SOURCE TEXT —
BEGIN
On February 10, 2002, plaintiff defaulted on the first payment of the promissory note between plaintiff and New Look. (See Pl.'s Dep. at 40-42.) Plaintiff ultimately defaulted on the entire promissory note. (See Pl.'s Dep. at 40.) In addition, he failed to pay for the remaining inventory as agreed to in the Purchase Agreement. (See Pl.'s Dep. at 102.) Although plaintiff contends that he was delinquent in his payments due to the Business' net loss, the record reveals that plaintiff had sufficient funds to pay off the note and remaining inventory. In March 2002, plaintiff was approved for a loan in the amount of $680,000. (See Pl.'s Dep. at 46.) Moreover, one of plaintiff's employees, Raja Mahfooz, who delivered the Business' daily books and cash receipts to plaintiff, testified that the car wash was profitable. (See Pl.'s Dep. at 122; Mahfooz Dep. at 63, 67.) Finally, upon reviewing plaintiff's books, Johnson's expert, Arthur C. Cohen*fn2 calculated an average monthly profit of $8,314.00*fn3 and an annual projected net profit of approximately $99,768.*fn4

In June 2002, plaintiff filed the instant malpractice action against Johnson for "[f]ailing to suggest or counsel the Plaintiff in conducting a [sic] due diligence prior to purchasing the business. . . . Failing to determine if any environmental liability exists . . . . Failing to do a UCC and tax search against the Seller to determine financial status . . . [and] permitting the Plaintiff to close the transaction without any solution in the event of the purchaser's inability to secure financing." (Compl. at ¶ 46.) Plaintiff also alleges conspiracy to commit fraud against Johnson, New Look and principals of New Look. In September 2002, defendant Johnson joined issue. After an attempt at arbitration, (see fn. 1), and conducting some discovery, Johnson filed the instant motion for summary judgment dismissing plaintiff's malpractice and conspiracy claims.
END
DIRECTION A —
Output verbatim every line of the rows, from the line containing "Q: Tag each instance of the green tree" down to the final line of the rows, both included.

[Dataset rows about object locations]
BEGIN
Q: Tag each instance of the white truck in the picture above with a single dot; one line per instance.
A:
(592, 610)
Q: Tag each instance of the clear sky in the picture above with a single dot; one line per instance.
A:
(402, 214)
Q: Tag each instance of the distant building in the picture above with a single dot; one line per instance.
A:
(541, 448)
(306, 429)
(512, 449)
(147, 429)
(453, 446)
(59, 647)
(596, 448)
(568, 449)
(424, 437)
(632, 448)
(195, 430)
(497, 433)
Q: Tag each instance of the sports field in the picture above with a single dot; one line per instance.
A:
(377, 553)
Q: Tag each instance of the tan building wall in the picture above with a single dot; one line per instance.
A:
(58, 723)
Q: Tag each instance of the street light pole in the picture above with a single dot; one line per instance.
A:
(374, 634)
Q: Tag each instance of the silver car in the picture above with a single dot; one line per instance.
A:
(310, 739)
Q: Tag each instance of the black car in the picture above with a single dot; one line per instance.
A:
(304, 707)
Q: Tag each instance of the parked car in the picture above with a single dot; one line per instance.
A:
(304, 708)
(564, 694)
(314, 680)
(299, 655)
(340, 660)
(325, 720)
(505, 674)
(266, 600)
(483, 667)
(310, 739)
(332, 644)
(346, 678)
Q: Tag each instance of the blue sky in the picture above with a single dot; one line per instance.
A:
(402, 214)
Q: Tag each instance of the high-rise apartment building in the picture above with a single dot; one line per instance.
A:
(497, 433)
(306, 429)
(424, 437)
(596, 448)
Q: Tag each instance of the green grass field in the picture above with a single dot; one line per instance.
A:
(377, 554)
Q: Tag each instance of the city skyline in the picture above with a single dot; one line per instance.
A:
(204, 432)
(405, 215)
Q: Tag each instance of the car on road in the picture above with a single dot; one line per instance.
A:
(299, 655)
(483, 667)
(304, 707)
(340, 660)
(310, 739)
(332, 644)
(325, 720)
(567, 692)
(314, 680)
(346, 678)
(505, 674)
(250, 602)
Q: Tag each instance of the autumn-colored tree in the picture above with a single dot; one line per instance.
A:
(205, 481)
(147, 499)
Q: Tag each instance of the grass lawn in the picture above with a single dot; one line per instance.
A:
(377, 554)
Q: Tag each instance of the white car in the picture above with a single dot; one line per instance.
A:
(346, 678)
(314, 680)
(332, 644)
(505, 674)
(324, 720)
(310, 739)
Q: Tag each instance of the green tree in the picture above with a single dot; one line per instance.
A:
END
DIRECTION B —
In the source text, switch "arbitration" to "mediation" and reproduce everything from "In June 2002, plaintiff" down to "and conspiracy claims.".

WRITTEN ANSWER A —
Q: Tag each instance of the green tree in the picture above with a single dot; one line per instance.
A:

WRITTEN ANSWER B —
In June 2002, plaintiff filed the instant malpractice action against Johnson for "[f]ailing to suggest or counsel the Plaintiff in conducting a [sic] due diligence prior to purchasing the business. . . . Failing to determine if any environmental liability exists . . . . Failing to do a UCC and tax search against the Seller to determine financial status . . . [and] permitting the Plaintiff to close the transaction without any solution in the event of the purchaser's inability to secure financing." (Compl. at ¶ 46.) Plaintiff also alleges conspiracy to commit fraud against Johnson, New Look and principals of New Look. In September 2002, defendant Johnson joined issue. After an attempt at mediation, (see fn. 1), and conducting some discovery, Johnson filed the instant motion for summary judgment dismissing plaintiff's malpractice and conspiracy claims.